Instructions to follow :: Could you return every line of the records below that contains the word "door"?
:: Input data ::
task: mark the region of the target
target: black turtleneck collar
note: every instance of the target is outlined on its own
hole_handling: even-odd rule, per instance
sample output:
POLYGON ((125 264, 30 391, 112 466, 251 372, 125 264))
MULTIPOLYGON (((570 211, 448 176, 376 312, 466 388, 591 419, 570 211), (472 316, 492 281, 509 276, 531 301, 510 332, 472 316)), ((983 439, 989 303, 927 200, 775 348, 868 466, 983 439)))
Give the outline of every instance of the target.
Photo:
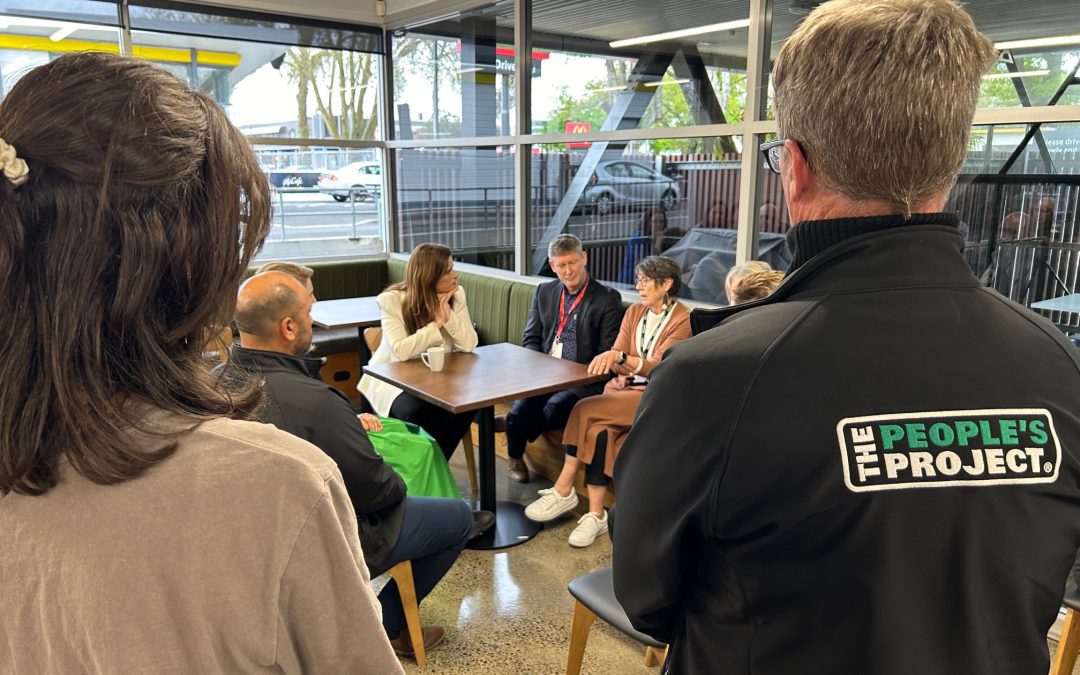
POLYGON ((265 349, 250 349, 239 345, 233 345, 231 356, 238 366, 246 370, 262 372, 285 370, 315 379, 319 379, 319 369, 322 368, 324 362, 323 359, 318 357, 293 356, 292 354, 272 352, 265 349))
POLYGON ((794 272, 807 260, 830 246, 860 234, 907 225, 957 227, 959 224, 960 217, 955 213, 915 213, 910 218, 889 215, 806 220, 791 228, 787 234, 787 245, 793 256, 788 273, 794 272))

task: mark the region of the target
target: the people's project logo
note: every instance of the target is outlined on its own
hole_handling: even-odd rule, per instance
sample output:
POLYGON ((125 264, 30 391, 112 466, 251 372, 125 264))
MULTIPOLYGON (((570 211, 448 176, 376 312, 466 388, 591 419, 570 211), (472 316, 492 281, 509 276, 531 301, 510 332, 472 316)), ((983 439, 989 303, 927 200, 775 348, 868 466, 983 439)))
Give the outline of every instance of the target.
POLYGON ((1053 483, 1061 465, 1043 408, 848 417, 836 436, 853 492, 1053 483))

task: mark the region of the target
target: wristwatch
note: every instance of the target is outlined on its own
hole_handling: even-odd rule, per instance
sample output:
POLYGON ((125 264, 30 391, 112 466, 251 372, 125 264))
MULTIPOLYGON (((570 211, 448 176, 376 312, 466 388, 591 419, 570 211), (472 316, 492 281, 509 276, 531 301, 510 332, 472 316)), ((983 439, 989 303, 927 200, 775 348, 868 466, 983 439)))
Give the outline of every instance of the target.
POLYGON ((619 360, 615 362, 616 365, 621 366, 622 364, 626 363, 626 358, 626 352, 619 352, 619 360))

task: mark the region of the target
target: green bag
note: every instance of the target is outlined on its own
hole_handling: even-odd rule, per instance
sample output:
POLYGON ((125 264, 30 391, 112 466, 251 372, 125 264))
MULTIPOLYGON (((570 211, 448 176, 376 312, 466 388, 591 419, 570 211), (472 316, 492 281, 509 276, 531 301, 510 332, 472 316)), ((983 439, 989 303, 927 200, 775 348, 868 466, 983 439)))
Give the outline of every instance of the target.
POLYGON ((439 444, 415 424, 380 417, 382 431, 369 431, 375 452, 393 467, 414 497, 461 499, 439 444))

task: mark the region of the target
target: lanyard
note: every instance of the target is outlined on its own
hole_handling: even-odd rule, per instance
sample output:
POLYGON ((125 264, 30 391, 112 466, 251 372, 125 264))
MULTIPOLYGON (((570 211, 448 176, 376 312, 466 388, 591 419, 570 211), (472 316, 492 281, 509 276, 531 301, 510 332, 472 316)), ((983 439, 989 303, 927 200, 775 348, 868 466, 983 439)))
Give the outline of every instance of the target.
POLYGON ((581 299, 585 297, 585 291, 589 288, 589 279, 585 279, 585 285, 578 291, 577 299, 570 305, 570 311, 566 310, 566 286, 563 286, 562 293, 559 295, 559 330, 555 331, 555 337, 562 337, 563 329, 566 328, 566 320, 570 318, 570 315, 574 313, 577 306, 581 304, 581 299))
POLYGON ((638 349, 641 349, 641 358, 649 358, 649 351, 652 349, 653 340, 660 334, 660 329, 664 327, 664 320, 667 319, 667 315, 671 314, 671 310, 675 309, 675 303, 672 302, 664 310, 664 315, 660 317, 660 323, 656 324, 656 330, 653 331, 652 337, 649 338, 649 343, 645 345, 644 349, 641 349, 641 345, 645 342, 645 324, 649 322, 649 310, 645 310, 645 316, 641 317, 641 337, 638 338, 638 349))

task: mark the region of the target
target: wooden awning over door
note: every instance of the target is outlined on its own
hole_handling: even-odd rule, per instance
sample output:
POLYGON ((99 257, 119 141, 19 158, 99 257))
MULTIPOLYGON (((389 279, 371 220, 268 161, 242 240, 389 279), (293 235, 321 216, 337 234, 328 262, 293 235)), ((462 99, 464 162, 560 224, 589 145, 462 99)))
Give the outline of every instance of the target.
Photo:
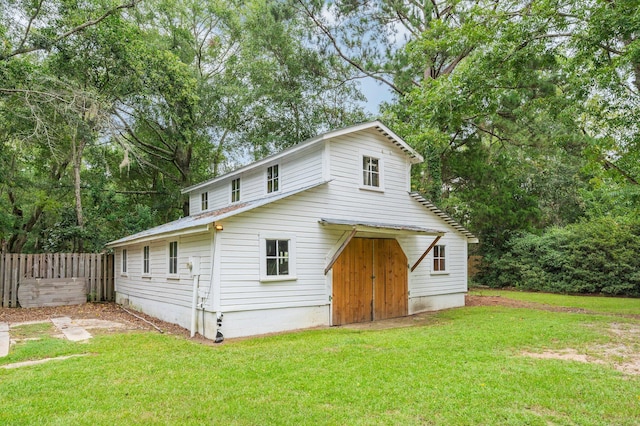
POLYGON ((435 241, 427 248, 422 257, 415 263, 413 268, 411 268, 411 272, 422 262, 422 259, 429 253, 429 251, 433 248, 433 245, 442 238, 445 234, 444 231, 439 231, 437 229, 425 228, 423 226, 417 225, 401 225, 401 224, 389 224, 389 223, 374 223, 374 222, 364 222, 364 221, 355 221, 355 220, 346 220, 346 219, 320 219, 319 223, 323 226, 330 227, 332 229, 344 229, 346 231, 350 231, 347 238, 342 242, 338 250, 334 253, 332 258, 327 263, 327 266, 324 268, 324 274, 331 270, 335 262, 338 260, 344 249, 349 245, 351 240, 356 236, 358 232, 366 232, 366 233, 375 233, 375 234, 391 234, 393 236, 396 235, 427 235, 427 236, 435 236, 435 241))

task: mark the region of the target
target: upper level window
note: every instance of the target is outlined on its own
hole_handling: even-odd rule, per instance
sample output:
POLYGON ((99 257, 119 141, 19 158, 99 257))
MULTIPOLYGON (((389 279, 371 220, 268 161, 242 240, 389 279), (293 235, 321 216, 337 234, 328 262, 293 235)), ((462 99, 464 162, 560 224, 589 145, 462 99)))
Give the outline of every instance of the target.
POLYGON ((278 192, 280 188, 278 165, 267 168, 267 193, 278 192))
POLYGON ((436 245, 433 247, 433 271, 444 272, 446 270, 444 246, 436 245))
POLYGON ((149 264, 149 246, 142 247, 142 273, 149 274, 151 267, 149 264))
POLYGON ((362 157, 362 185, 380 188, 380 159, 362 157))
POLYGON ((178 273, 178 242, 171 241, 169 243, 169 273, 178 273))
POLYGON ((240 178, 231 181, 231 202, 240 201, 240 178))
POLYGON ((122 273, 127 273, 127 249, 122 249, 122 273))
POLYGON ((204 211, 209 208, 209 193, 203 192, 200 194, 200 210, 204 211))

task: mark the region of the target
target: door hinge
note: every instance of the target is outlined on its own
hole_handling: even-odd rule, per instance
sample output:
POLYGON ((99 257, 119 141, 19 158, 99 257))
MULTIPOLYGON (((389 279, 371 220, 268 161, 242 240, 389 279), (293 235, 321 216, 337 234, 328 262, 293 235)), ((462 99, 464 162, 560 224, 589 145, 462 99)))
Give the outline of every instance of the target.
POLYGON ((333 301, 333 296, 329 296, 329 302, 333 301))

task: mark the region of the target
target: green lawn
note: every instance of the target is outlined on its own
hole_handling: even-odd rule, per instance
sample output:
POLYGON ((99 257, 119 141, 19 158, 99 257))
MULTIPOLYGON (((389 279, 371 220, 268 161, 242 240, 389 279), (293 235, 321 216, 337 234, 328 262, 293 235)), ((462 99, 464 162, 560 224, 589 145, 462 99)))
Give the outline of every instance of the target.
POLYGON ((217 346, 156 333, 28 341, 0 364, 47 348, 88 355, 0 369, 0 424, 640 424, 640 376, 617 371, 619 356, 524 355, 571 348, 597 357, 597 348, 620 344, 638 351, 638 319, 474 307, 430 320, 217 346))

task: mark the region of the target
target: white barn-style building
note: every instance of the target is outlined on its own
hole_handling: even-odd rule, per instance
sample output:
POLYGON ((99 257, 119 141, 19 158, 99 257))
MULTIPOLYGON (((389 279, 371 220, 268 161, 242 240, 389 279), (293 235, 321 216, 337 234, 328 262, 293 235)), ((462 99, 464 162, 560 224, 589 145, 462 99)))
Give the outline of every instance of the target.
:::
Solved exercise ::
target: wooden awning over door
target: door hinge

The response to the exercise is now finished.